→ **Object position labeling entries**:

►

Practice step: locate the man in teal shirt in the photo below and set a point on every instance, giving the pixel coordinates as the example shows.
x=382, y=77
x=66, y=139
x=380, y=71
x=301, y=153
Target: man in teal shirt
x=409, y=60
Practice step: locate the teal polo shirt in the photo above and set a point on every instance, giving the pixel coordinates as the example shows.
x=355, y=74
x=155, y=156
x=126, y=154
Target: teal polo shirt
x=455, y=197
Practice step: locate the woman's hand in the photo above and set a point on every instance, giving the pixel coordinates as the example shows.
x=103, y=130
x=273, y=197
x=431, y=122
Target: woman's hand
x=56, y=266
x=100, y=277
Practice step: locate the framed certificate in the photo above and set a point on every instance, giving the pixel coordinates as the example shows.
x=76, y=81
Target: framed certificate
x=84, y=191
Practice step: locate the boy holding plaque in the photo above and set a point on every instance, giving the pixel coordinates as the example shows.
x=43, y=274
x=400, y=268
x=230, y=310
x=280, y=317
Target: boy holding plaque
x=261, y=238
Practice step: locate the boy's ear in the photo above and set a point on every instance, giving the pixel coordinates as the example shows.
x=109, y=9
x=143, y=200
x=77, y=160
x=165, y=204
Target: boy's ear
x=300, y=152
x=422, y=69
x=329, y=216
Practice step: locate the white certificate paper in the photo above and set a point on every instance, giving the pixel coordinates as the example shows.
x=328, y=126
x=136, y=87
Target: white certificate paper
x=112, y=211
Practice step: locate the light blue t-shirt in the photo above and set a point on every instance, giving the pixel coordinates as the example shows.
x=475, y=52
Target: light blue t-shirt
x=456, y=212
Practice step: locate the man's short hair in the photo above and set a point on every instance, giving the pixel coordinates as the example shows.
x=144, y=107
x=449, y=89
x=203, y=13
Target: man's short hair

◄

→ **WHAT YOU NEED TO DO**:
Convert every line of the entries above into a JSON array of strings, one string per line, skipping any blank lines.

→ **THE COMPLETED TASK**:
[
  "Practice step: locate the man in teal shirt in the photo below and set a point on every instance, giving the pixel coordinates as the example shows.",
  "x=382, y=77",
  "x=66, y=139",
  "x=380, y=71",
  "x=301, y=153",
  "Target: man in teal shirt",
  "x=409, y=60",
  "Practice step: locate the teal polo shirt in the photo above and set a point on every instance, giving the pixel coordinates as the example shows.",
  "x=355, y=74",
  "x=155, y=156",
  "x=126, y=154",
  "Target: teal polo shirt",
  "x=455, y=197",
  "Practice step: locate the woman's hand in the photo above and set a point on every instance, giving the pixel coordinates as the example shows.",
  "x=103, y=130",
  "x=273, y=197",
  "x=431, y=122",
  "Target: woman's hand",
  "x=56, y=266",
  "x=100, y=277",
  "Practice step: locate the framed certificate in the photo above and set a point on every instance, giving the pixel coordinates as the example shows.",
  "x=76, y=81",
  "Target: framed certificate",
  "x=84, y=191",
  "Practice step: locate the boy holding plaque in the photo above and set a point on every instance, giving the pixel coordinates as the example shows.",
  "x=43, y=274",
  "x=400, y=268",
  "x=230, y=310",
  "x=280, y=317",
  "Target: boy holding plaque",
  "x=261, y=238",
  "Practice step: locate the boy's ear in the photo above and set a point on every instance, giving the pixel coordinates as the example shows.",
  "x=109, y=9",
  "x=143, y=200",
  "x=77, y=160",
  "x=165, y=204",
  "Target: boy's ear",
  "x=300, y=152",
  "x=422, y=69",
  "x=329, y=216",
  "Practice step: locate the white certificate paper in the photo above and set a point on every instance, giving the pixel coordinates as the example shows.",
  "x=328, y=126",
  "x=136, y=87",
  "Target: white certificate paper",
  "x=112, y=211",
  "Practice step: locate the light blue t-shirt in the photo above and set a point on every instance, giving the pixel coordinates as the example shows.",
  "x=475, y=52",
  "Target: light blue t-shirt",
  "x=456, y=212",
  "Practice step: locate the man's short hair in the photo above and set a point on every instance, giving the pixel coordinates as the example shows.",
  "x=144, y=107",
  "x=449, y=89",
  "x=203, y=13",
  "Target: man's short hair"
]